● To be done:
a: In the NC Oyster Trail profiles below, which town is Captain John Mallette a native of?
b: Write the next part of the NC Oyster Trail profiles, starting right after their final sentence.

● Page text:
[START]
Meet NC Oyster Trail fishmonger Captain Johnathan Mallette of
Southern Breeze Seafood in Jacksonville

Captain John Mallette is a native of Sneads Ferry and a commercial and charter fishing captain. He is also the co-owner of Southern Breeze Seafood, a seafood market in Jacksonville. Southern Breeze prioritizes fresh, local seafood and provides transparent sourcing information to help customers make responsible seafood choices. 

“Captain John is the epitome of southeastern North Carolina fishermen,” says Keith Rhodes, whose Wilmington restaurant Catch has been showcasing the chef’s own passion for North Carolina seafood since 2006. “He grew up in the industry and the lifestyle of a fisherman. I always saw him by the water, either on the docks or on the boats. He’s a real lifer in seafood.”

Oysters can be prepared so many different ways! NC Oyster Trail restaurants serve them raw, chargrilled, steamed, and roasted. Chefs enhance the flavor and presentation of oysters by adding their own unique ingredients and styles.

Meet NC Oyster Trail award-winning Chef Sunny Gerhart of
St. Roch Oyster Bar in Raleigh

Chef Sunny Gerhart was nominated for the James Beard Foundation’s “Best Chef Southeast” award in 2024. Since 2017, he has been bringing New Orleans-inspired flavors to Raleigh at his restaurant St. Roch Fine Oysters & Bar. In May 2024, Esquire named St. Roch one of the top oyster bars in America. It boasts the largest selection of oysters in our state’s capital!
[END]
● Record extracts:
[START]
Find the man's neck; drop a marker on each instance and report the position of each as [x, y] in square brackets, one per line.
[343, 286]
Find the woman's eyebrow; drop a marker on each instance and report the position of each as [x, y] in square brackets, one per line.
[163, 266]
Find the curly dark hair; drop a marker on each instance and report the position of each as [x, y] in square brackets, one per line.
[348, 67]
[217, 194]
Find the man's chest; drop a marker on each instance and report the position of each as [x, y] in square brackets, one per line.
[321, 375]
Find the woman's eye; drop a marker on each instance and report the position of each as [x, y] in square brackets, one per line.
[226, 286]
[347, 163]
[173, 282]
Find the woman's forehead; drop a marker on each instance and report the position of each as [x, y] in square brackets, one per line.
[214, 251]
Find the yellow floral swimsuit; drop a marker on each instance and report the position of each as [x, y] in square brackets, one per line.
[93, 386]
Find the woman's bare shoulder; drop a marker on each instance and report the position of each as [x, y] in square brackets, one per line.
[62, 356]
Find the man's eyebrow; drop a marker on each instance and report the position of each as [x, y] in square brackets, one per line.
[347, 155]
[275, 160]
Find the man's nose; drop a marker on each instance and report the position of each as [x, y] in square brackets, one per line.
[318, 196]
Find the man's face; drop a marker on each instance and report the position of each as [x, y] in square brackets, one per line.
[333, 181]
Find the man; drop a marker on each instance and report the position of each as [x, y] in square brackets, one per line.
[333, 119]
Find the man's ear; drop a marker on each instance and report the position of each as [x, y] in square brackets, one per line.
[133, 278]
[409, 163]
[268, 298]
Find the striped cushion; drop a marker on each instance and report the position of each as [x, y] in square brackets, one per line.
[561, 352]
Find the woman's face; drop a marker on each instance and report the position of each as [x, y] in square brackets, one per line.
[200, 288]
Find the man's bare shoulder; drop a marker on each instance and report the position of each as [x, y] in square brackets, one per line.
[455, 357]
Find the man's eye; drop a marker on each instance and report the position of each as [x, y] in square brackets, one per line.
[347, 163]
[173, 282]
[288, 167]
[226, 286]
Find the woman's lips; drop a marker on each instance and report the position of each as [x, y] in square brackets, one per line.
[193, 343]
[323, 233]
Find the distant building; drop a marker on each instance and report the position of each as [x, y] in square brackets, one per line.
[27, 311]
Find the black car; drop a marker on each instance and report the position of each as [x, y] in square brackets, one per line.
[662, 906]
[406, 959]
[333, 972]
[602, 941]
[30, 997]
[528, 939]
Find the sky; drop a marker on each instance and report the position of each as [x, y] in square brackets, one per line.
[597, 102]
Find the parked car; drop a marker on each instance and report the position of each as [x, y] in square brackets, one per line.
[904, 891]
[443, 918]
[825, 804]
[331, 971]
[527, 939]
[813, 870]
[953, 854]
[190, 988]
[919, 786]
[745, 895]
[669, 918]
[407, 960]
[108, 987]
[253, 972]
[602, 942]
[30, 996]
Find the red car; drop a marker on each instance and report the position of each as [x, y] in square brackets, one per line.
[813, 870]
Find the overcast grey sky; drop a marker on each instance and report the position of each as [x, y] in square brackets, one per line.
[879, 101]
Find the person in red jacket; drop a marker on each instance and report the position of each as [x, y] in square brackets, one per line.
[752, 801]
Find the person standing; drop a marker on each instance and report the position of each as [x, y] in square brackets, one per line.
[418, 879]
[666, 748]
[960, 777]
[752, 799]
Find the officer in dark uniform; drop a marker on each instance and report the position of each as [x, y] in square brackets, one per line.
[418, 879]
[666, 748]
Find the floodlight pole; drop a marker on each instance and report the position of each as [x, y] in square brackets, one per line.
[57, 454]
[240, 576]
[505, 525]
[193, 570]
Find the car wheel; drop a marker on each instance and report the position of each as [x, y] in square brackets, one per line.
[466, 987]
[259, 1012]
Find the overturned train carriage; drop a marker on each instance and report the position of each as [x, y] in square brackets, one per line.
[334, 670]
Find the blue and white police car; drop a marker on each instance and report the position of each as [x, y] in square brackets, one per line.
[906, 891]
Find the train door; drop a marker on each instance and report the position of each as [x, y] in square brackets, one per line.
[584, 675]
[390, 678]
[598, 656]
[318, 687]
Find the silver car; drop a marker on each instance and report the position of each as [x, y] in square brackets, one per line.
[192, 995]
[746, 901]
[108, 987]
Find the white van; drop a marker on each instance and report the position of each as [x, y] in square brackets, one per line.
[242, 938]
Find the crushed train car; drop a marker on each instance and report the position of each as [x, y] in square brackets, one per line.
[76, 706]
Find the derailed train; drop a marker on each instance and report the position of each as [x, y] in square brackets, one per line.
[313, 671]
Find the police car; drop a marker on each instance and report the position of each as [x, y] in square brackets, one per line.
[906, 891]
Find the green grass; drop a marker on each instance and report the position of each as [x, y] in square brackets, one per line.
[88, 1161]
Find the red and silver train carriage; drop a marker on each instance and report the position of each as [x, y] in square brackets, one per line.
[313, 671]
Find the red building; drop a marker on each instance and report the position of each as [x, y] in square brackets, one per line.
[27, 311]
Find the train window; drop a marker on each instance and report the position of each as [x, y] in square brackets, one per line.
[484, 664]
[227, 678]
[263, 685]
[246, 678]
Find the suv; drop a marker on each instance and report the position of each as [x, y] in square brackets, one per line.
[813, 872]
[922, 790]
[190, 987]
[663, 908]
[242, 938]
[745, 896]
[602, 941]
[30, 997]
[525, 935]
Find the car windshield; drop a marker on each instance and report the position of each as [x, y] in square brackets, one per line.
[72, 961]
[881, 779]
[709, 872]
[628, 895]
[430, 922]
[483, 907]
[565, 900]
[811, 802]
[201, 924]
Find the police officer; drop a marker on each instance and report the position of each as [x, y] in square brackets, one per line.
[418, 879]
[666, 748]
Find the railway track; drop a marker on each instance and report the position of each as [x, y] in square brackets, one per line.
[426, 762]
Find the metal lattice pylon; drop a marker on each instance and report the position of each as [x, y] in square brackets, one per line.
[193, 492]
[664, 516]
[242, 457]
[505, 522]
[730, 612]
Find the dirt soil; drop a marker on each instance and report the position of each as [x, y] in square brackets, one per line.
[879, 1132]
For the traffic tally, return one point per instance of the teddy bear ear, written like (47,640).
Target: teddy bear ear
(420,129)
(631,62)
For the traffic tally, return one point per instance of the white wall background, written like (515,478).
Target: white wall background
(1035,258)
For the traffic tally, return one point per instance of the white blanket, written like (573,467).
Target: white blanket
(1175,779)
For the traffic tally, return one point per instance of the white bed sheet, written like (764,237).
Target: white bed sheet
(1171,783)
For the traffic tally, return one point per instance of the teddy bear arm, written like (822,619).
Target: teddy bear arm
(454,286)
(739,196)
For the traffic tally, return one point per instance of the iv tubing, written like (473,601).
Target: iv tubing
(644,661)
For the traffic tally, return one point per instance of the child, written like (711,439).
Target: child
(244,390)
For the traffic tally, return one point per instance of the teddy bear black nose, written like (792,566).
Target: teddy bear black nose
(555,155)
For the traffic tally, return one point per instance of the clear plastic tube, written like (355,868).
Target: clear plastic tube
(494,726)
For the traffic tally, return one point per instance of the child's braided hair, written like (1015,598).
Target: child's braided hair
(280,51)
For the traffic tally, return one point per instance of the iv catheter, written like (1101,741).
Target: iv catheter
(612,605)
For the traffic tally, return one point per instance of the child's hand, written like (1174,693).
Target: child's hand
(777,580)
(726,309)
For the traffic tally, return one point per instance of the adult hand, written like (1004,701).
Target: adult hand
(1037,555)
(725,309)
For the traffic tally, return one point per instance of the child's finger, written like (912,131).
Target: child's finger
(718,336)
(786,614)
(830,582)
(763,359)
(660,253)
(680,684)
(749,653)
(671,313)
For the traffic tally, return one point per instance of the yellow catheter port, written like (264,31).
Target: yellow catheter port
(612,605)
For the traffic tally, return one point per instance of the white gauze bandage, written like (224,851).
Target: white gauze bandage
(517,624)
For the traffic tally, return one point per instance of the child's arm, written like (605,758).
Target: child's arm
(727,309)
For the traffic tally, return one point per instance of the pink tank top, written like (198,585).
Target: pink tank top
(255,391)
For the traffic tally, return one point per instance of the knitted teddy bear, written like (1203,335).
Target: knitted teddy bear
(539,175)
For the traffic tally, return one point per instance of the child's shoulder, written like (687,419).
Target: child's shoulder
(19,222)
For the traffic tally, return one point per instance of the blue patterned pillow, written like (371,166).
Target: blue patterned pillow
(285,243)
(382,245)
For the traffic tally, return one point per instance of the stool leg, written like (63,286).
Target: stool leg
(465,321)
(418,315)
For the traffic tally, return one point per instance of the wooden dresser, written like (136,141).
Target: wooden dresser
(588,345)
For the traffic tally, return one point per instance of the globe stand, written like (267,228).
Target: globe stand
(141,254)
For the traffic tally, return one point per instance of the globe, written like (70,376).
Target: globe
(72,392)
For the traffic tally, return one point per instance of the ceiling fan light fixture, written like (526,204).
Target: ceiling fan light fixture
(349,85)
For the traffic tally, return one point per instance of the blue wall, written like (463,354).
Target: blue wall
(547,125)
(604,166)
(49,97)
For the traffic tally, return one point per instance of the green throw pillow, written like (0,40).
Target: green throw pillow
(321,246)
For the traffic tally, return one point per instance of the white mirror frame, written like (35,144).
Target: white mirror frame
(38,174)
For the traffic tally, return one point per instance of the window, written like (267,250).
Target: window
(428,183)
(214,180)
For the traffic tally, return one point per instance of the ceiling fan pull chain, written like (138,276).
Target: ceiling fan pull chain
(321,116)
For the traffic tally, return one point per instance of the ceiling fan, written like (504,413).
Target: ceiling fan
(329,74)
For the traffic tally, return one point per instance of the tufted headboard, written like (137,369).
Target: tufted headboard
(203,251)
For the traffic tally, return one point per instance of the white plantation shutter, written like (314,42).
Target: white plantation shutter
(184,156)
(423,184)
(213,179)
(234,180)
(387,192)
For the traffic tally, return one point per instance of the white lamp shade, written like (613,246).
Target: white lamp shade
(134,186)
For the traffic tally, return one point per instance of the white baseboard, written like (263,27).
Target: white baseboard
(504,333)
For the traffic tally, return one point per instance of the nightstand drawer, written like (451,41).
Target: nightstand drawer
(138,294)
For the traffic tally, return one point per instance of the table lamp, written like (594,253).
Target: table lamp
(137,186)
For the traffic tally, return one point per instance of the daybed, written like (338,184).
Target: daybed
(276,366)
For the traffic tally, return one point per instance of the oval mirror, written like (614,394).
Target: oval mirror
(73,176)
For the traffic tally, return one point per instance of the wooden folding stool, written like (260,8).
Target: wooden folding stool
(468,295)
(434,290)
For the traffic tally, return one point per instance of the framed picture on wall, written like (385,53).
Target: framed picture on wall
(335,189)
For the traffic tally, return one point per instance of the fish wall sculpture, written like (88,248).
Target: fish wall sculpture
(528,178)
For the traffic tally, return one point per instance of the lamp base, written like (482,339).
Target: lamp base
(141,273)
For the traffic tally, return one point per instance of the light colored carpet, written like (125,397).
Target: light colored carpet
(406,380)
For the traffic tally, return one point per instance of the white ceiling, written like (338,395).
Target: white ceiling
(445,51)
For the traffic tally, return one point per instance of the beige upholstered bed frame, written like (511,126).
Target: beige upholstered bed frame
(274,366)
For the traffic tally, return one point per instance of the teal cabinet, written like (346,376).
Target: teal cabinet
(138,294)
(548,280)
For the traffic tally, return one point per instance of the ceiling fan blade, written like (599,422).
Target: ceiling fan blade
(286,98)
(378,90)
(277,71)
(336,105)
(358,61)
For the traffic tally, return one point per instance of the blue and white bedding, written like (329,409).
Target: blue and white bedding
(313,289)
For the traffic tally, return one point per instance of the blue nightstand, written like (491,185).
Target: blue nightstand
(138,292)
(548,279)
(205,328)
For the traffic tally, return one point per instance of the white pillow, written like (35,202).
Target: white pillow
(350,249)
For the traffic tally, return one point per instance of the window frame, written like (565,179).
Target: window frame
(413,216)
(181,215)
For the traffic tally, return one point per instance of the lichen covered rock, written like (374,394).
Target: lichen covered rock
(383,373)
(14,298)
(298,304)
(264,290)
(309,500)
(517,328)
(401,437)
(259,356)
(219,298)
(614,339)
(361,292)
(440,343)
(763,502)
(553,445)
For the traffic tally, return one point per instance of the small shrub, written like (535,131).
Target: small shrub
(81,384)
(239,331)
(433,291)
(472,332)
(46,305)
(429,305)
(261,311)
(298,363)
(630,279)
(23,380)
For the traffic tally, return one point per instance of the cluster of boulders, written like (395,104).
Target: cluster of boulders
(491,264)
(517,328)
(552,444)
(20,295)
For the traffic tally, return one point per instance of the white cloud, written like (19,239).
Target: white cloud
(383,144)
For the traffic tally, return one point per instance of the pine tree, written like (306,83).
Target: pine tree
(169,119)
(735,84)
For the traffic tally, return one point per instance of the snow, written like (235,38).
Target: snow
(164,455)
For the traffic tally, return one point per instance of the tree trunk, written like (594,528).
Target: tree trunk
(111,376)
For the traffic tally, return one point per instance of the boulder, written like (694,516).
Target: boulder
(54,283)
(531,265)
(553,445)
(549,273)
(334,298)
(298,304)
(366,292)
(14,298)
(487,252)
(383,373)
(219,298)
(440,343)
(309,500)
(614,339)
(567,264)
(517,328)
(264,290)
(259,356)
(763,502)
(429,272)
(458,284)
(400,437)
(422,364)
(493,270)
[END]
● Results in order:
a: Sneads Ferry

b:
Chefs wouldn’t have such a wide variety of N.C. oysters to choose from without the contributions of our shellfish growers. Oyster aquaculture, also known as mariculture or oyster farming, is essential to meet the demand for oysters in North Carolina, as there aren’t enough wild-caught oysters to satisfy this need.

Meet NC Oyster Trail shellfish grower Katherine McGlade of
Slash Creek Oyster Company on Hatteras Island

Katherine McGlade and her husband Spurgeon Stowe operate Slash Creek Oyster Company on Hatteras Island, where they are committed to creating a legacy of oyster farming as a vital industry in North Carolina. Their oysters are grown in exceptionally clean waters near the fishing village of Hatteras. They are nourished by the briny ocean and Pamlico Sound, which results in a unique flavor that is often praised. Slash Creek Oyster Farm also offers tours that include a ride on their oyster boat The Half Shell. Join them to learn about the farming process and see various stages of oyster growth.

NC Oyster Month is October 2024!

This is the perfect opportunity to meet the folks behind the Trail. We’ll be sharing our event list soon. Want to host an event? Fill out our event submission form HERE.

Please mark your calendars!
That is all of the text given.